THE EXERCISE
Turn the records below into a Markdown table with the columns "Row" and "Line", giving each line its own numbered row. Leave out any blank lines.

(Items from a data source)
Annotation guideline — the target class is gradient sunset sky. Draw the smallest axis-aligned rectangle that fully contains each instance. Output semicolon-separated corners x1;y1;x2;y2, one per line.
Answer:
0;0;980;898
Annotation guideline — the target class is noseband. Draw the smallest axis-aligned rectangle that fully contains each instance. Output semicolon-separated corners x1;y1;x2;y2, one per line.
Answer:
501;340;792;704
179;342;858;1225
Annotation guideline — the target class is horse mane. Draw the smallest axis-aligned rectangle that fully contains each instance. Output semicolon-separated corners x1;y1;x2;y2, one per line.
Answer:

THE REPLY
| Row | Line |
|---|---|
| 1 | Annotation guideline — the target class is gradient sunset sky. Draw the smallest axis-aligned rectangle that fully contains each instance. Output semicolon-separated corners x1;y1;x2;y2, one per line. |
| 2 | Answer: |
| 3 | 0;0;980;898 |
| 4 | Annotation guideline — the target class is noseband. Draw the smallest axis-aligned rectangle that fully contains each instance. Output semicolon-separated corners x1;y1;x2;y2, one per line. |
| 5 | Answer: |
| 6 | 501;340;792;704 |
| 7 | 179;342;858;1225 |
| 8 | Annotation guideline — the target class is horse mane. Draw the smallest axis-aligned rectangle that fully contains each instance. Output semicolon-separated corners x1;y1;x2;y2, one per line. |
| 9 | Answer: |